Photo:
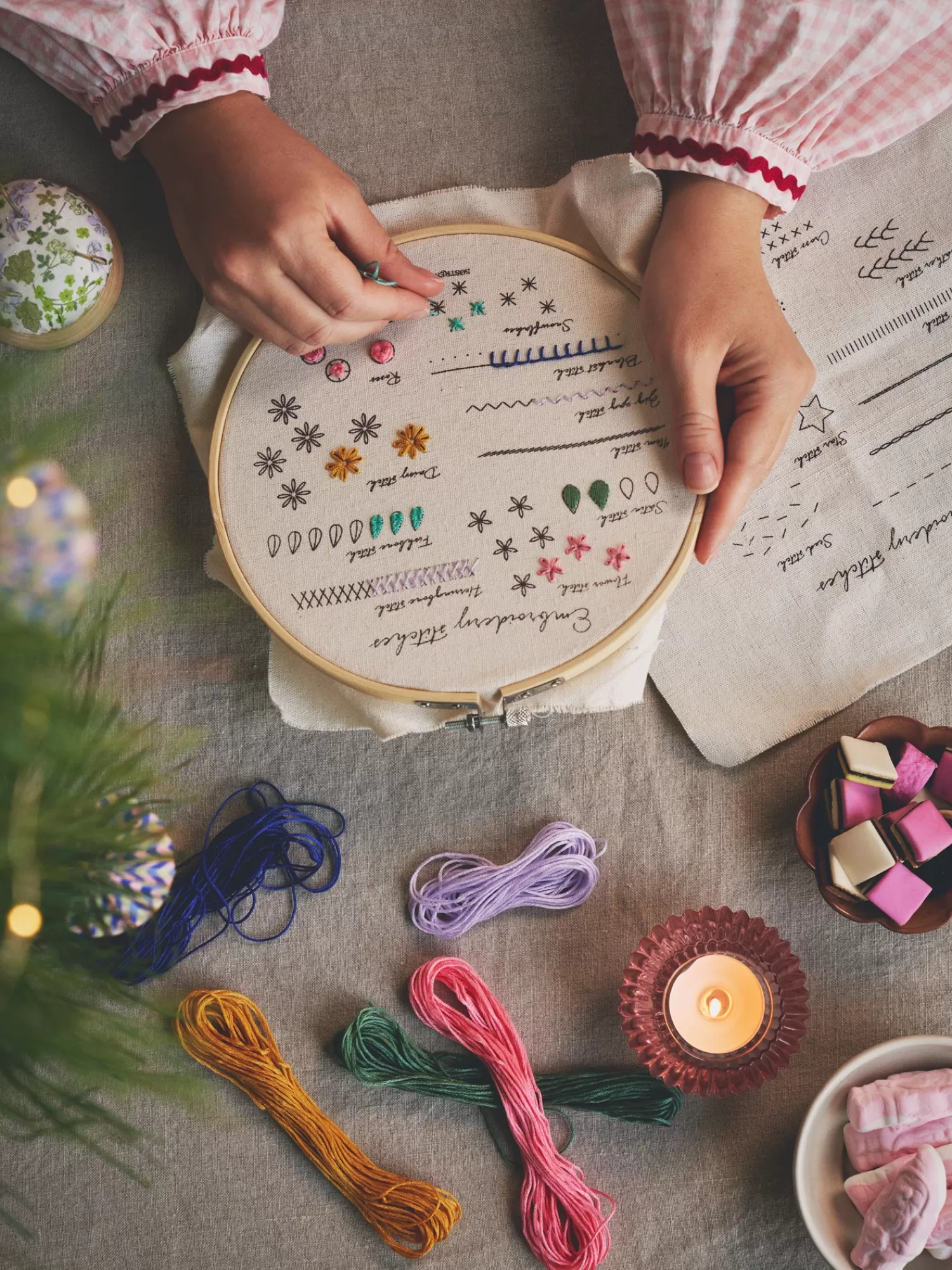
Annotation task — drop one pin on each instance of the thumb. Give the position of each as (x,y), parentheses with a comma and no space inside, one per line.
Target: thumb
(691,387)
(362,237)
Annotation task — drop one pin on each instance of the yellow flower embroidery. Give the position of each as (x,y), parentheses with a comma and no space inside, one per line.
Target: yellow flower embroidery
(412,441)
(345,462)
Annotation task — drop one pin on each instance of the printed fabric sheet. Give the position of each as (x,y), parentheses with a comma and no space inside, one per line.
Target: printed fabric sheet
(837,577)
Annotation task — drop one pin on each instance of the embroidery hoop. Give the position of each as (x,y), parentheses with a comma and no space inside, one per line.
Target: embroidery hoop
(427,698)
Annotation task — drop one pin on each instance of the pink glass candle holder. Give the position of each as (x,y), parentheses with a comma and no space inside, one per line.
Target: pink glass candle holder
(672,1014)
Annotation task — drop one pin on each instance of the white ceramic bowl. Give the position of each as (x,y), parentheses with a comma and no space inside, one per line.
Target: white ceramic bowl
(819,1161)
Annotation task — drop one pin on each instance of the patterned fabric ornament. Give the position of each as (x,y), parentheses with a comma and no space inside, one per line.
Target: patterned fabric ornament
(56,260)
(136,883)
(48,545)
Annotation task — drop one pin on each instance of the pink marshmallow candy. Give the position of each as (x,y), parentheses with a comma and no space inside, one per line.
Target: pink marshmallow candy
(899,895)
(880,1147)
(925,830)
(915,772)
(863,1189)
(907,1098)
(942,782)
(903,1217)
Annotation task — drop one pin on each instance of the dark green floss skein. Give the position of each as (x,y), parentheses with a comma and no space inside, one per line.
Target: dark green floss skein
(378,1051)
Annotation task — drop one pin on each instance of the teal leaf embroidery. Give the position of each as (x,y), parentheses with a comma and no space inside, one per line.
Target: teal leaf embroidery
(598,493)
(572,497)
(20,267)
(30,316)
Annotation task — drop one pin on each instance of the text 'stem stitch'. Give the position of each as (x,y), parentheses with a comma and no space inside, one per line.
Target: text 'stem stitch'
(531,356)
(387,585)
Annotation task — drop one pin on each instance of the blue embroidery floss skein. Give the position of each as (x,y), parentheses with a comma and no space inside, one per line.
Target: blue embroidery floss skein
(275,846)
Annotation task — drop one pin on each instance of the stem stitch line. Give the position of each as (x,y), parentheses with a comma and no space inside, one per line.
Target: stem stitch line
(909,432)
(572,445)
(565,397)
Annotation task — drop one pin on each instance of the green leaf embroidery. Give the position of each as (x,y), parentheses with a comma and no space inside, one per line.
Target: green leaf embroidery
(572,497)
(598,493)
(30,316)
(20,267)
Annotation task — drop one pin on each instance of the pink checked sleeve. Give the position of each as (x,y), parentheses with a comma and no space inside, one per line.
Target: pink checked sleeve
(130,63)
(762,93)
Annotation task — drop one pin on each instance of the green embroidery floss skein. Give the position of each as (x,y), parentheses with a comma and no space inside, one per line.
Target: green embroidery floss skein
(378,1051)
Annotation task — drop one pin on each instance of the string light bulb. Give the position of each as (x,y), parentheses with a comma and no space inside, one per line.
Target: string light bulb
(22,492)
(25,921)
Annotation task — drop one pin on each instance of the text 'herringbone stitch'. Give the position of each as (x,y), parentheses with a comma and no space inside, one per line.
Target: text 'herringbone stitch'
(385,586)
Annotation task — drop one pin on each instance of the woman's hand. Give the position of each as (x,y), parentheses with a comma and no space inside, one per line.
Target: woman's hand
(711,322)
(274,231)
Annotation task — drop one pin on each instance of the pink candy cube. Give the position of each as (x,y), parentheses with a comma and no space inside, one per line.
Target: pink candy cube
(942,782)
(915,772)
(899,893)
(852,803)
(923,830)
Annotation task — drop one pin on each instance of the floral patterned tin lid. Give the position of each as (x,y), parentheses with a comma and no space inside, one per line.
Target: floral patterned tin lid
(56,258)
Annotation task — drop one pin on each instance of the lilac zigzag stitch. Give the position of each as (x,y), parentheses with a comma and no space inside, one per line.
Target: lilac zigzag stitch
(574,397)
(412,578)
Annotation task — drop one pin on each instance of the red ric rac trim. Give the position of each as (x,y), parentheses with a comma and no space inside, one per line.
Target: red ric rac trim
(691,149)
(158,93)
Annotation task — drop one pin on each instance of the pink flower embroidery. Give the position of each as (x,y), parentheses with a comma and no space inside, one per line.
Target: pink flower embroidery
(576,547)
(615,557)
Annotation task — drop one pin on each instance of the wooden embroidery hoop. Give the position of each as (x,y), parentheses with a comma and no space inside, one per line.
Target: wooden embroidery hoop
(93,318)
(427,698)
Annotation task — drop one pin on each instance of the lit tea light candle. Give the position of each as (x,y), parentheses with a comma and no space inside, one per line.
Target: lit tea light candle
(717,1004)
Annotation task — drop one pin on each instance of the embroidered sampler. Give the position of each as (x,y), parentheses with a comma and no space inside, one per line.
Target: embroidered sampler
(465,502)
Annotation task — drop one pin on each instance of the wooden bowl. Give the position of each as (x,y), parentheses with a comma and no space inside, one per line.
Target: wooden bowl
(813,830)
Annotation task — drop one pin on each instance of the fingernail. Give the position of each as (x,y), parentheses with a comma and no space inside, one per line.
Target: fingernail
(700,473)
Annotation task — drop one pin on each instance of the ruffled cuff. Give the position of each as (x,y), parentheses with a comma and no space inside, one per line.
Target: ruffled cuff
(673,143)
(213,68)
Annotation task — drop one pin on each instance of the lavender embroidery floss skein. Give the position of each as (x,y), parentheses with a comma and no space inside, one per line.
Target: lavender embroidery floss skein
(557,871)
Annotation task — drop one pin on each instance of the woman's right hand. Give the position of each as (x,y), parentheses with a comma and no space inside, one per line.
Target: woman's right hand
(711,322)
(275,232)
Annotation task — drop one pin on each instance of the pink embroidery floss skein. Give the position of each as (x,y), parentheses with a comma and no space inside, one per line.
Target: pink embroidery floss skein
(562,1216)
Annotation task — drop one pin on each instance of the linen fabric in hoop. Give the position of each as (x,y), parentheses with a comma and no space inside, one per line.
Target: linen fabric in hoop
(497,505)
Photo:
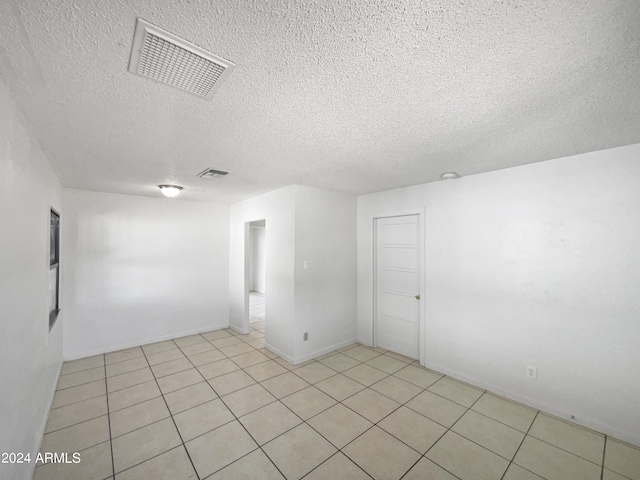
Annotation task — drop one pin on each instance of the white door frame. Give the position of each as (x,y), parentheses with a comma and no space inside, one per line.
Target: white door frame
(421,275)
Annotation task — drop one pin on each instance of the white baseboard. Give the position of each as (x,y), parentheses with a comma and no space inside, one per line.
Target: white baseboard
(170,336)
(628,437)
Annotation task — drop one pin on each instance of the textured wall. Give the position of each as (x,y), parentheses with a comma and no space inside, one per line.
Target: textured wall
(535,265)
(30,354)
(140,270)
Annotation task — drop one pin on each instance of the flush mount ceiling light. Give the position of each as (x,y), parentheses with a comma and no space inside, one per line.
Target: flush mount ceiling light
(449,176)
(170,190)
(167,58)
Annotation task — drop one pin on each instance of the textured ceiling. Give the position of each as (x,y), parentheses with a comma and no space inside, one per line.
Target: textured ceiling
(349,95)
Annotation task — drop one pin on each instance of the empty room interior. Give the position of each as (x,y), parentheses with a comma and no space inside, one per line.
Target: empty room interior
(298,239)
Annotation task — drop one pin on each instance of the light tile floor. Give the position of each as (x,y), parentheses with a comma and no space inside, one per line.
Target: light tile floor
(256,307)
(220,406)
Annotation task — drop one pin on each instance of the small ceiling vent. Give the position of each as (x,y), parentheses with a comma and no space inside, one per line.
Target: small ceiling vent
(162,56)
(212,173)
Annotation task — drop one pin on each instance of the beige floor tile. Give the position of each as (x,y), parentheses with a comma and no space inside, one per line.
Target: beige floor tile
(285,364)
(371,405)
(505,411)
(553,463)
(622,458)
(426,469)
(79,393)
(381,455)
(215,369)
(189,340)
(419,376)
(77,437)
(248,399)
(360,353)
(180,380)
(197,348)
(255,465)
(265,370)
(238,349)
(132,395)
(437,408)
(298,451)
(166,356)
(572,438)
(172,465)
(365,374)
(257,343)
(87,363)
(126,366)
(226,341)
(231,382)
(189,397)
(285,384)
(609,475)
(76,413)
(129,379)
(339,425)
(465,459)
(137,416)
(516,472)
(206,357)
(266,423)
(95,464)
(80,378)
(218,448)
(169,368)
(158,347)
(216,335)
(402,358)
(202,419)
(338,467)
(339,387)
(455,391)
(386,364)
(489,434)
(314,372)
(414,429)
(269,354)
(339,362)
(142,444)
(396,389)
(123,355)
(247,359)
(308,402)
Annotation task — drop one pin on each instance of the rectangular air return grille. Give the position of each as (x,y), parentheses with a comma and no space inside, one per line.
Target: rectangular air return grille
(164,57)
(212,173)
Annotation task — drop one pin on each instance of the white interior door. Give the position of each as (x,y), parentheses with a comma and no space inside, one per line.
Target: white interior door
(397,284)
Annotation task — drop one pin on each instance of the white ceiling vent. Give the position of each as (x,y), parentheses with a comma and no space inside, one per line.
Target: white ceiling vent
(164,57)
(212,173)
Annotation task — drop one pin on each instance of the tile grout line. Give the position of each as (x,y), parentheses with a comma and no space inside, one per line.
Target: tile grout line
(106,388)
(172,420)
(236,418)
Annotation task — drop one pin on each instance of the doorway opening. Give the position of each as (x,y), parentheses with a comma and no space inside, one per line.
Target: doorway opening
(397,283)
(257,276)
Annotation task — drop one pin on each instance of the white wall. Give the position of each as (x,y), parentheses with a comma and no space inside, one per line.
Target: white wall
(30,355)
(257,266)
(325,292)
(277,208)
(535,265)
(141,269)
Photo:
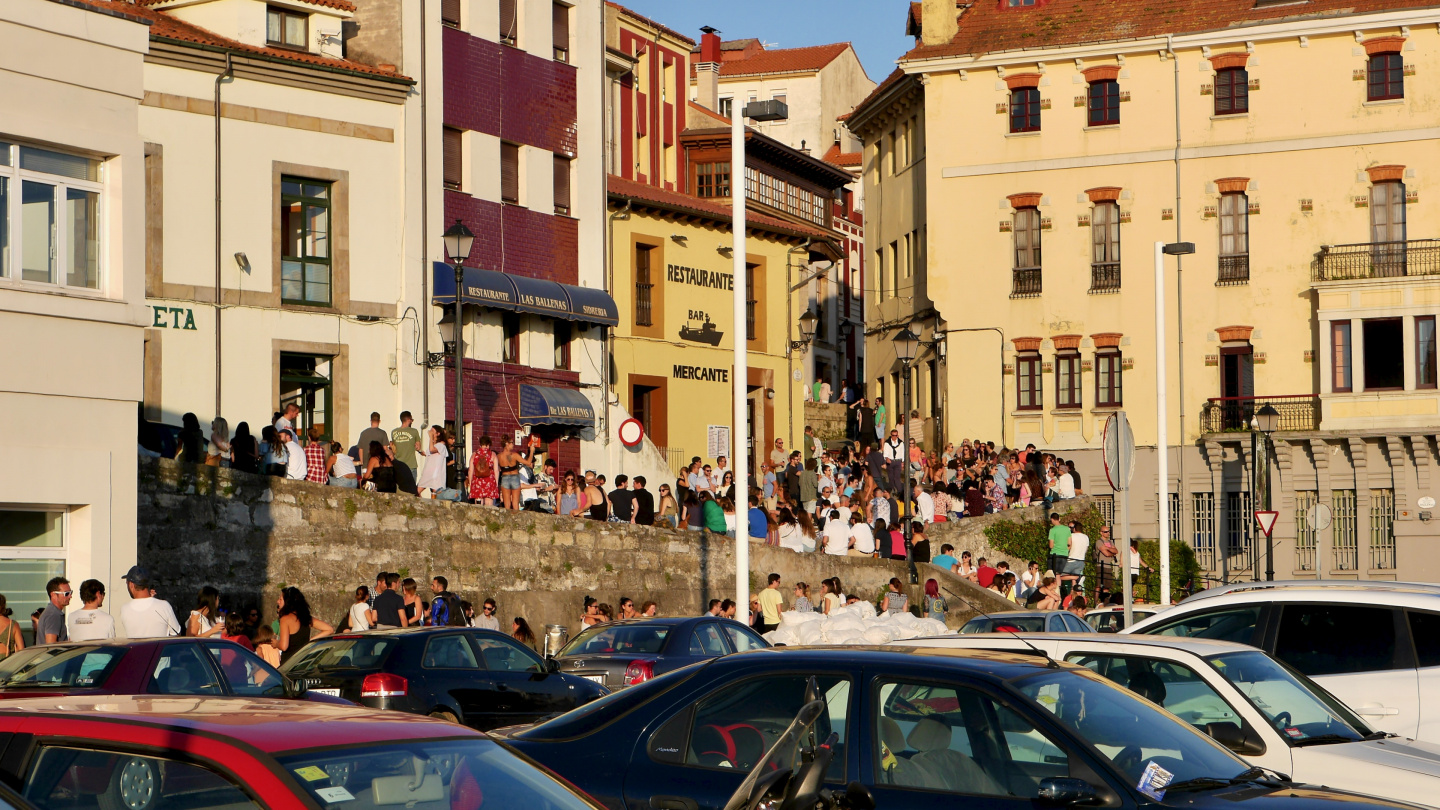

□ □ □

▸ WHAT TO WORK ON:
Among the entries above, copy exactly only the lines starting with the one containing "Target: light tile floor" and going through the one containing "of the beige", both ends included.

▸ COMPLETED TASK:
Target: light tile floor
(256,307)
(220,406)
Annotation task — drop one pin on each instance of the small ceiling vent. Give the position of each as (x,y), parentheses with a comma and no space inside, one per line.
Target: small ceiling vent
(162,56)
(212,173)
Annotation task — drop one pin on each instance of the beige floor tile. Give the position of each as (x,y), parentheses with a comma and no space inside, one per line.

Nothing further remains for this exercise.